SELECTED EXTRACT:
Daughter of a German father and Russian mother, Sandra Droucker studied at the St. Petersburg Conservatory with Anton Rubinstein. She made her debut in 1894. In the 1880s she was living in Berlin. She taught at the Stern Conservatory, Berlin 1904‒06, married Austrian pianist Gottfried Galston in 1910, changed her name to Droucker-Galston, and moved to Munich; the marriage lasted only to 1918. At the beginning of World War II she settled in Oslo, becoming a Norwegian citizen in 1938.

She wrote a book of memories of Anton Rubinstein's teaching at the St Petersburg Conservatory (Leipzig: Bartholf Senff, 1904), and also Et blad av Oslos musikkhistorie (1945).

REQUESTS:
#1 List every city named in the note on Sandra Droucker, each once.
#2 Extract word for word the passage of the note on Sandra Droucker between "Daughter of a" and "Oslos musikkhistorie (1945).", inclusive.

DATA SHOWN:

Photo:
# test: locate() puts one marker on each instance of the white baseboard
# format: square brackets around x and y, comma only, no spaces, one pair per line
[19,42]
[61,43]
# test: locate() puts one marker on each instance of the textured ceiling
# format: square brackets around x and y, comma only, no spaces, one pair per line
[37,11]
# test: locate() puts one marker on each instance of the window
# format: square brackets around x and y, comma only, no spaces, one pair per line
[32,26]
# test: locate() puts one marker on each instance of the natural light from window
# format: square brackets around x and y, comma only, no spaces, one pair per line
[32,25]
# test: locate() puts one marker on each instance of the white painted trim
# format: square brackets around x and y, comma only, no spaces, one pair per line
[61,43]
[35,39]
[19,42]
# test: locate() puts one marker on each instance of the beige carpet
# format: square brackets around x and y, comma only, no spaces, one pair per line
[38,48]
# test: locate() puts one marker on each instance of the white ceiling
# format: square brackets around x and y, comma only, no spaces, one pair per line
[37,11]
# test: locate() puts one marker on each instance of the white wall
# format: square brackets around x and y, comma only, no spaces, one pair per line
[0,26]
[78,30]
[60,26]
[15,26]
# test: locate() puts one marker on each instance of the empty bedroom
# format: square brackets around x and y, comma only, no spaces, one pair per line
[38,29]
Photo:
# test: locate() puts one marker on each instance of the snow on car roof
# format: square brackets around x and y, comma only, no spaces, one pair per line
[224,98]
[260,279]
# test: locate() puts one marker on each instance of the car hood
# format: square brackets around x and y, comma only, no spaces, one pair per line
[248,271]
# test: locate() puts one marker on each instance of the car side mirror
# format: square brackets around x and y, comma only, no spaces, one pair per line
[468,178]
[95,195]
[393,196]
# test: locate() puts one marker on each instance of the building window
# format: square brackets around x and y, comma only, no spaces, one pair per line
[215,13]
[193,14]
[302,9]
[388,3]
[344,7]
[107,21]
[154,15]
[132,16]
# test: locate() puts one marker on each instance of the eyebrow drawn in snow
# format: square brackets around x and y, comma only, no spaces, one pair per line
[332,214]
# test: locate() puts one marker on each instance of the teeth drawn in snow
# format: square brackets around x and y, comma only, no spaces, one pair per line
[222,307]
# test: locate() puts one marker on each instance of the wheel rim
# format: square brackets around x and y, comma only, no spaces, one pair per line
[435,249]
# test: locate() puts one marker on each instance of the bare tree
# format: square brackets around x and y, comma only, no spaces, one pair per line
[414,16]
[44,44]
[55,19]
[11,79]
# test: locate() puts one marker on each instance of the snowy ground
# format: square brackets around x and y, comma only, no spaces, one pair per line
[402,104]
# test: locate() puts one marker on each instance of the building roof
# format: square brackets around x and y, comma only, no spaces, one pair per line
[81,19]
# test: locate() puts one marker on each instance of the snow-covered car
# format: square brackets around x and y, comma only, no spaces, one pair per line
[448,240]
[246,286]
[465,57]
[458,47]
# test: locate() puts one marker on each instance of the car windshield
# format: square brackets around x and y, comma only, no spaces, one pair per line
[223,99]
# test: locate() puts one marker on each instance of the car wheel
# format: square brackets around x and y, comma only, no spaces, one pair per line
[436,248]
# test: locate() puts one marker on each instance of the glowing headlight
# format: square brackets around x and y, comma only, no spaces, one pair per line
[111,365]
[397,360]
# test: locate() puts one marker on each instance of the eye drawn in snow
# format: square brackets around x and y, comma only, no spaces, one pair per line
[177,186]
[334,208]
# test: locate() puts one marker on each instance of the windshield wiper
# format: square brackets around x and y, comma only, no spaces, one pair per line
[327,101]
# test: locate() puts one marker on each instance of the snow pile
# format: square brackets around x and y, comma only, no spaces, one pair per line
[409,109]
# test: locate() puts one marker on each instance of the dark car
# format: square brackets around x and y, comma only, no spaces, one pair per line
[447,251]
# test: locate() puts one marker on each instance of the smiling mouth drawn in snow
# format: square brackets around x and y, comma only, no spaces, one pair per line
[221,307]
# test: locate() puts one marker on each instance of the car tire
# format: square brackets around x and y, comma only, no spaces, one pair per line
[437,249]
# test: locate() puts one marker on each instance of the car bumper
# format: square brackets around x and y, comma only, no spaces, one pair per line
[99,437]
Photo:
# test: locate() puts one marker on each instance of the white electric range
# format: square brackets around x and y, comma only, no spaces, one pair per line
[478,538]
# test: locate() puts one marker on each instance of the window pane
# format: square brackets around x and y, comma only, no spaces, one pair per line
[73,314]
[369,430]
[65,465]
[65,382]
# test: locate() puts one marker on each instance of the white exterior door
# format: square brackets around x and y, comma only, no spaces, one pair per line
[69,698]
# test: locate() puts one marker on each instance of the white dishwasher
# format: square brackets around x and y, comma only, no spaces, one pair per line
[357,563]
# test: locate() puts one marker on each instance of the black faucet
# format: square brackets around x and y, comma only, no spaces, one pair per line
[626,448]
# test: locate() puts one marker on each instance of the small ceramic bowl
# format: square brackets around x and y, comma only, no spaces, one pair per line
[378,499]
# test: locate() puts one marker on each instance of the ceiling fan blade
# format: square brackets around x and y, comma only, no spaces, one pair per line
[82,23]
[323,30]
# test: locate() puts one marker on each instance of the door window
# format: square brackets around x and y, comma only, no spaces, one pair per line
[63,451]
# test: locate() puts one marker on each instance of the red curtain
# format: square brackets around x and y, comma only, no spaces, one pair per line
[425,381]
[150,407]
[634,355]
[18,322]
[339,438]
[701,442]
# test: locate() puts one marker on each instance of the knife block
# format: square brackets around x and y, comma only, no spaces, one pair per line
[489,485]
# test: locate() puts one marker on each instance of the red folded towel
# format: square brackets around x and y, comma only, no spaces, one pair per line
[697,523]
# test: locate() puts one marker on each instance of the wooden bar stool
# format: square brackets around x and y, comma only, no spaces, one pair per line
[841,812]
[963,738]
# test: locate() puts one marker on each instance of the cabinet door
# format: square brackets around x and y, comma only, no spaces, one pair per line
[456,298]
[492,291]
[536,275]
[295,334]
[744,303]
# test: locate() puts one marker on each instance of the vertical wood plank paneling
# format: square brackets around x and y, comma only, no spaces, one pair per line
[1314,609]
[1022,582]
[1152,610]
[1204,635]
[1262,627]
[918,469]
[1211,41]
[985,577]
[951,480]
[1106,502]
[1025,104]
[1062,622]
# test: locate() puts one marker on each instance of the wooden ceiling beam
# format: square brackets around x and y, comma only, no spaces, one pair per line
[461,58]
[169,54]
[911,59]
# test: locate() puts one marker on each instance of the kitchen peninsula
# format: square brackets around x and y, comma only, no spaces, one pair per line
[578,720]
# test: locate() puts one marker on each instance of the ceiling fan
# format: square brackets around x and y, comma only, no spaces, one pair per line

EXPECTED RESULTS:
#1 St. Petersburg, Berlin, Munich, Oslo, Leipzig

#2
Daughter of a German father and Russian mother, Sandra Droucker studied at the St. Petersburg Conservatory with Anton Rubinstein. She made her debut in 1894. In the 1880s she was living in Berlin. She taught at the Stern Conservatory, Berlin 1904‒06, married Austrian pianist Gottfried Galston in 1910, changed her name to Droucker-Galston, and moved to Munich; the marriage lasted only to 1918. At the beginning of World War II she settled in Oslo, becoming a Norwegian citizen in 1938.

She wrote a book of memories of Anton Rubinstein's teaching at the St Petersburg Conservatory (Leipzig: Bartholf Senff, 1904), and also Et blad av Oslos musikkhistorie (1945).